== Entries provided
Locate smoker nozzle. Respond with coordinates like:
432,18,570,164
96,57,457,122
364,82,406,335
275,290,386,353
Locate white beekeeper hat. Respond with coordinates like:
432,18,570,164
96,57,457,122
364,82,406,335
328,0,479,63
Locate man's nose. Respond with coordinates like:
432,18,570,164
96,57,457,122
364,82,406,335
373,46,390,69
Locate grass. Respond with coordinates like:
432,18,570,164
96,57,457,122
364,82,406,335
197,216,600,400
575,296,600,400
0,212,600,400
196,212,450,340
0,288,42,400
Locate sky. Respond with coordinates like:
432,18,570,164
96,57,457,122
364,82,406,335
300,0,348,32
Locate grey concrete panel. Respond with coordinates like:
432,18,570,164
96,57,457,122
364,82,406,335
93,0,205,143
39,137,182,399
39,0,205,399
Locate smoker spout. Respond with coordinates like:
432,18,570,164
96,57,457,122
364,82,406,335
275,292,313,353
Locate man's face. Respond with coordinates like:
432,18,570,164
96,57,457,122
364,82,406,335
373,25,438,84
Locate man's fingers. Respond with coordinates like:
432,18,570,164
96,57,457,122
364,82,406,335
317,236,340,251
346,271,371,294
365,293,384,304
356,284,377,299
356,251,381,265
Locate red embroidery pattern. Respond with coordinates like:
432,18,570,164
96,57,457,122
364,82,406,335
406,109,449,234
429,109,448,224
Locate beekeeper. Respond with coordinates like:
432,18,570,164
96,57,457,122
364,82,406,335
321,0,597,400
====
== Entries provided
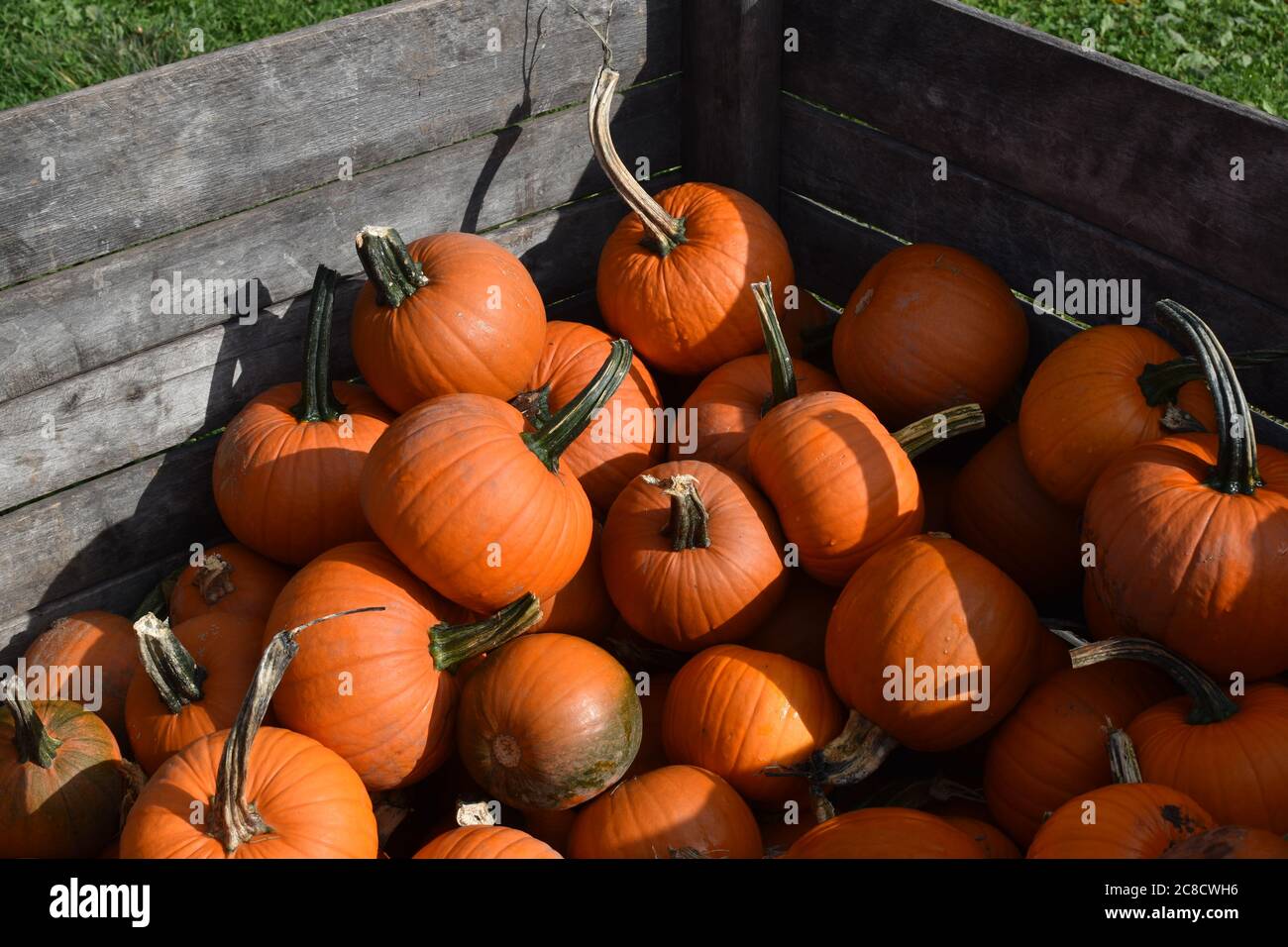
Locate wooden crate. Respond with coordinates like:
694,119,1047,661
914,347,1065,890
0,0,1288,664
====
_Your instructions_: In the listing, take the stretch from the line containing "Locate smoker nozzle." through the line containing "429,109,448,224" and write it out again, changing every "Locate" to "Find" and leaving the rest as it is.

_Correct answer_:
Find smoker nozzle. Respond with coordinates like:
432,18,570,164
96,57,457,122
364,82,406,335
275,290,386,353
Find white beekeeper hat. Respond with coordinates like:
432,18,570,164
96,57,457,122
364,82,406,335
328,0,479,63
Find man's nose. Respond with coordinates like:
432,18,570,164
96,57,457,122
364,82,406,335
373,46,390,69
Find grass. Respond with coordinates like:
432,18,570,164
96,57,457,122
364,82,406,335
197,216,600,400
575,296,600,400
0,212,600,400
196,212,450,340
0,288,42,400
Find sky. Respond with coordinates like:
432,18,570,164
96,57,457,122
364,82,406,335
300,0,348,32
Find grey concrete panel. Respond with coordinates like:
432,18,570,164
96,57,457,122
364,82,406,335
93,0,205,143
39,137,182,399
39,0,205,399
Find smoker spout. Respond with coordinates like:
432,18,570,164
96,57,457,122
364,82,406,335
275,292,313,353
Find man's face. Respond with coordinates like:
432,18,570,164
96,57,457,122
364,82,406,335
373,25,438,84
Find man's fingers. Respond with coordinates like:
432,18,570,164
96,57,457,122
364,82,406,335
317,236,340,251
346,271,371,294
365,293,384,304
356,284,377,299
356,251,381,265
Find red embroidery pattern. Respond with coordinates like:
432,18,570,164
96,57,457,122
364,82,406,335
406,109,449,234
429,109,448,224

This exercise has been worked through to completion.